BEGIN EXCERPT PROVIDED

Saturday, January 05, 2008

The Real Epiphany

The world seems to be made up of witches of every shape, size and colour, some on broomsticks and some not. All of them are artistically arranged on every street corner, shop window and market stall. Even the salespeople are dressed as witches. Visit a restaurant and the chances are that the waiters and waitresses are similarly clad…although I must ask whether or not a bright green face and false, hooked, nose helps the digestion.

In Piazza Navona, the market stalls which, prior to Christmas, had sold Crib figures and sweets associated with Christmas, a few days later are groaning under the weight of witches, many of them made of straw and each one more improbable than the one before. Instead of sweets, fist-size (and larger) blocks of jet black sugar charcoal form mountains which, as soon as they are sold to the many thousands of teeming customers, tourists and children, are replenished so that the whole process begins all over again.

Why witches and sugar charcoal for the Epiphany? Well, it is because in Italy, children do not receive their presents on Christmas Day, but, rather, on the feast of the Epiphany on 6th January. Very early on in life they learn that, if they are not well-behaved during the course of the year, then instead of gifts, the witch (La Befana) will come and will leave them a lump of coal.

Of course, it is all good fun. Even the children wear masks, cloaks and black pointed hats. Sugar charcoal is apparently good to eat, although I have not had the courage to try.

For the feast of the Epiphany, it seems that the entire world meets at Piazza Navona, especially in the evenings. Rome becomes absolutely thronged with families, in an exuberant, noisy, impenetrable, moving procession towards the Piazza. People come from every part of Italy, apparently merely to walk through the city streets, enjoying themselves. The city suddenly feels like one huge family, with children of every age, shape and size filling every available centimetre of space.

Enter the Piazza Navona at night and it is almost impossible to move. Does every child in the world HAVE to be brought here and be given a balloon? Yet the balloons themselves are beautiful, amazing and memorable in their own right… especially if one escapes from a hot sticky hand to soar into the sky, catching the bright lights above the howl of disappointment of its erstwhile young owner.

END EXCERPT PROVIDED
BEGIN COLLECTED DATA

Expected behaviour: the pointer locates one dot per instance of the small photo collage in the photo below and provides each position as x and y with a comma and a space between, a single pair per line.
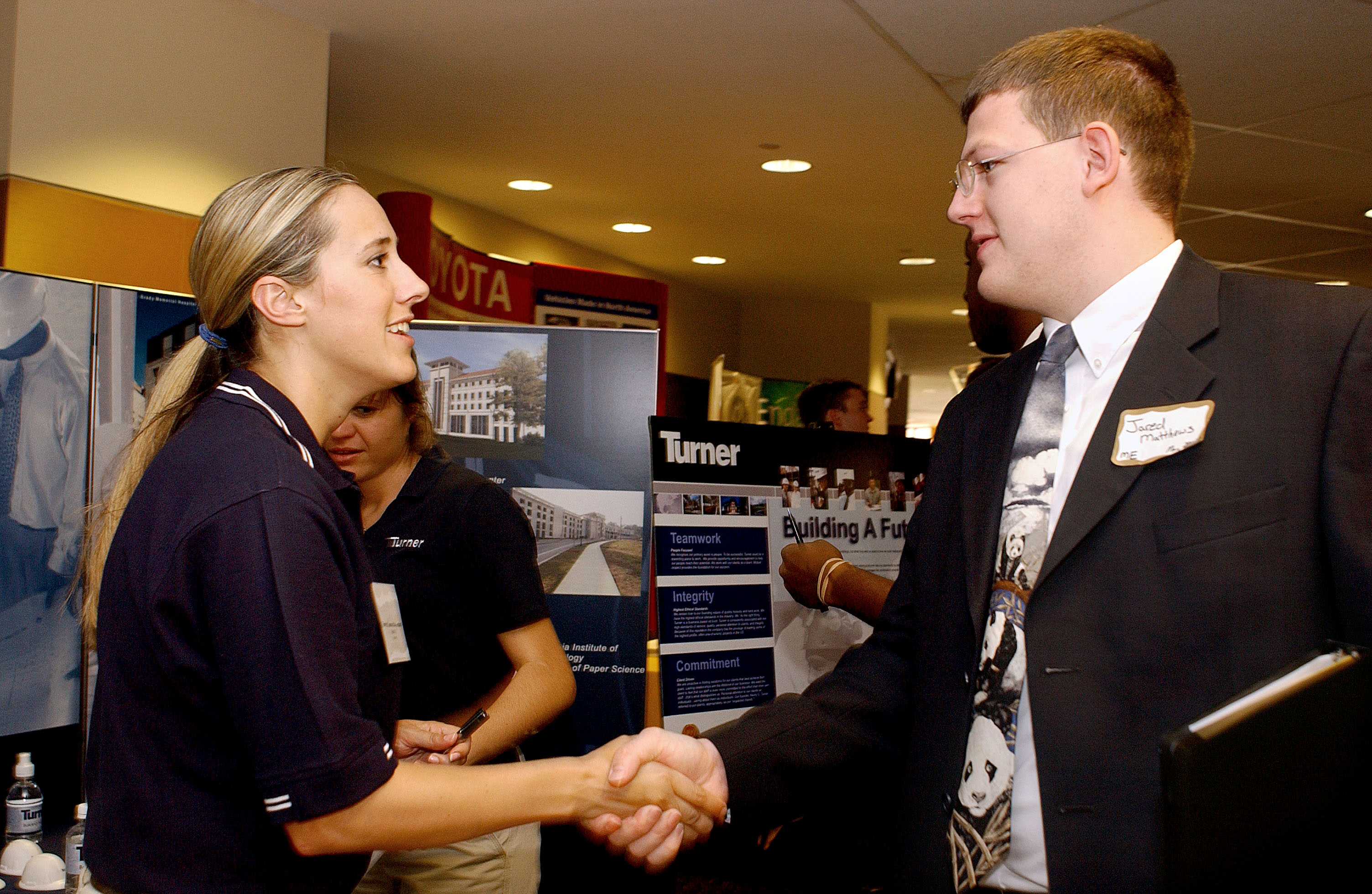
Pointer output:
708, 505
847, 489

END COLLECTED DATA

REQUIRED ACTIONS:
A – Answer these questions about the post on the Epiphany in Rome:
(i) On what date do children in Italy receive their presents?
(ii) What name is given to the witch?
(iii) Before Christmas, what did the market stalls in Piazza Navona sell?
B – From the post on the Epiphany in Rome, reproduce everything from "Of course, it" down to "centimetre of space.".

TASK RESULTS:
A –
(i) On 6th January, the feast of the Epiphany.
(ii) La Befana.
(iii) Crib figures and sweets associated with Christmas.

B –
Of course, it is all good fun. Even the children wear masks, cloaks and black pointed hats. Sugar charcoal is apparently good to eat, although I have not had the courage to try.

For the feast of the Epiphany, it seems that the entire world meets at Piazza Navona, especially in the evenings. Rome becomes absolutely thronged with families, in an exuberant, noisy, impenetrable, moving procession towards the Piazza. People come from every part of Italy, apparently merely to walk through the city streets, enjoying themselves. The city suddenly feels like one huge family, with children of every age, shape and size filling every available centimetre of space.